» **Work item**: Write out all the data again, exactly as it stands.

» **Records to use**:
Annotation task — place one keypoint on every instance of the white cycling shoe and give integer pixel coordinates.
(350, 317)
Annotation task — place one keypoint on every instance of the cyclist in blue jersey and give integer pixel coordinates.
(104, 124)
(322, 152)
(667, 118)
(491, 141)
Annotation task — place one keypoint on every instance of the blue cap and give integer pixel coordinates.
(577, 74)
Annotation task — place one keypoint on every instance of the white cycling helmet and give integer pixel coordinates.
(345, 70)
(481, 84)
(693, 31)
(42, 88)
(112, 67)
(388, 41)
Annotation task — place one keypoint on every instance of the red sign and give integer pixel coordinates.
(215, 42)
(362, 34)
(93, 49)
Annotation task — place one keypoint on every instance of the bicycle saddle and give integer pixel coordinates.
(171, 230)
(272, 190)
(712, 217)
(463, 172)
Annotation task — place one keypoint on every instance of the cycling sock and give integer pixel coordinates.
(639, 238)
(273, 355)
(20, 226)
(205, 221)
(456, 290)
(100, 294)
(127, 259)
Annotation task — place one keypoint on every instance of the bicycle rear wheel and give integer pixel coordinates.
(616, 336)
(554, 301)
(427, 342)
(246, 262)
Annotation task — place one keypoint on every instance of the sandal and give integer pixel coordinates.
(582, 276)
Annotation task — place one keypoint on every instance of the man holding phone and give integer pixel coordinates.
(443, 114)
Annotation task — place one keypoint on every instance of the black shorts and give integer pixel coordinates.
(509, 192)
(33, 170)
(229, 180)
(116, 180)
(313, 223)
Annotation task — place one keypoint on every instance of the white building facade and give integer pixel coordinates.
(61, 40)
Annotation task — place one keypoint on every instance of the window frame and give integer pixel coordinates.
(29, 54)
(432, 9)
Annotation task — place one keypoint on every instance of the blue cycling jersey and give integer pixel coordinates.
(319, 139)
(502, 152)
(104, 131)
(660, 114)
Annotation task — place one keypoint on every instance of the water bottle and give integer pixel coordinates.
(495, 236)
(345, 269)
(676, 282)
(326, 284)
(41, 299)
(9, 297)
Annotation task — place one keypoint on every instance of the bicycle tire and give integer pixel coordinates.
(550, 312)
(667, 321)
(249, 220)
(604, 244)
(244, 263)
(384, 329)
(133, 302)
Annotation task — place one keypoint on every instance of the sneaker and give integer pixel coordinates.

» **Answer space**:
Annotation task — place one keypoint on every instance of the white cycling shoe and give integer pixel coordinates.
(350, 317)
Annotation task — place one keypoint on every instance of the cyclist in blue jersey and give integer pixel coordinates.
(104, 124)
(322, 152)
(667, 118)
(491, 141)
Annotation task — place one keypoint on every instance of the blue cap and give integer pixel coordinates.
(577, 74)
Annotation task — place one keypoint on every instance of the white cycling helmet and give integer pixel coordinates.
(345, 70)
(481, 84)
(693, 31)
(42, 88)
(112, 67)
(388, 41)
Annotation task — place one keypoint on every instance of the red sign and give integer pixel coordinates.
(215, 42)
(362, 34)
(93, 49)
Annotation task — place one keypoint on every instance of the bicycle saddle and give integer pixel coordinates.
(171, 230)
(272, 190)
(712, 217)
(463, 172)
Annotation task — place one keypoint on every instance of the cycling sock and give integer pixel coordinates.
(639, 238)
(273, 355)
(20, 226)
(205, 221)
(456, 290)
(100, 294)
(127, 259)
Annotation task — place one keypoint on every instance of the bicycle rear wheel and give integer pixel coordinates.
(616, 336)
(554, 301)
(427, 342)
(246, 262)
Annotation task — place one keypoint on every instance of the sandal and give integer pixel coordinates.
(582, 276)
Annotation task — place one keypoint on every instance of the man holding phone and give integer pixel coordinates.
(443, 114)
Annotation task — place one keypoint on every instance of the black shorts and give integer pixel coordinates.
(509, 192)
(33, 170)
(229, 180)
(116, 180)
(313, 223)
Annotation task — place one keypoint on every instance of the white building facade and give integer pixel coordinates.
(61, 40)
Annotation task — place one keypoint on every instance of the window frame and give integer pixel coordinates.
(29, 54)
(432, 9)
Annotation task — place one keypoint on every instance of the blue cycling jersey and give integer pixel coordinates.
(319, 139)
(502, 152)
(104, 131)
(660, 114)
Annotation task — place one keypoint on every instance of the water bottle and give integer pixel coordinates.
(495, 236)
(345, 269)
(676, 282)
(326, 284)
(41, 299)
(9, 297)
Annotation task — place one keypoint on every instance of the bicycle tire and give integer pixel coordinates.
(550, 312)
(667, 321)
(249, 220)
(604, 244)
(244, 263)
(384, 329)
(133, 302)
Annotation task — place one keypoint on every instance of the sneaker and give integer pixel coordinates.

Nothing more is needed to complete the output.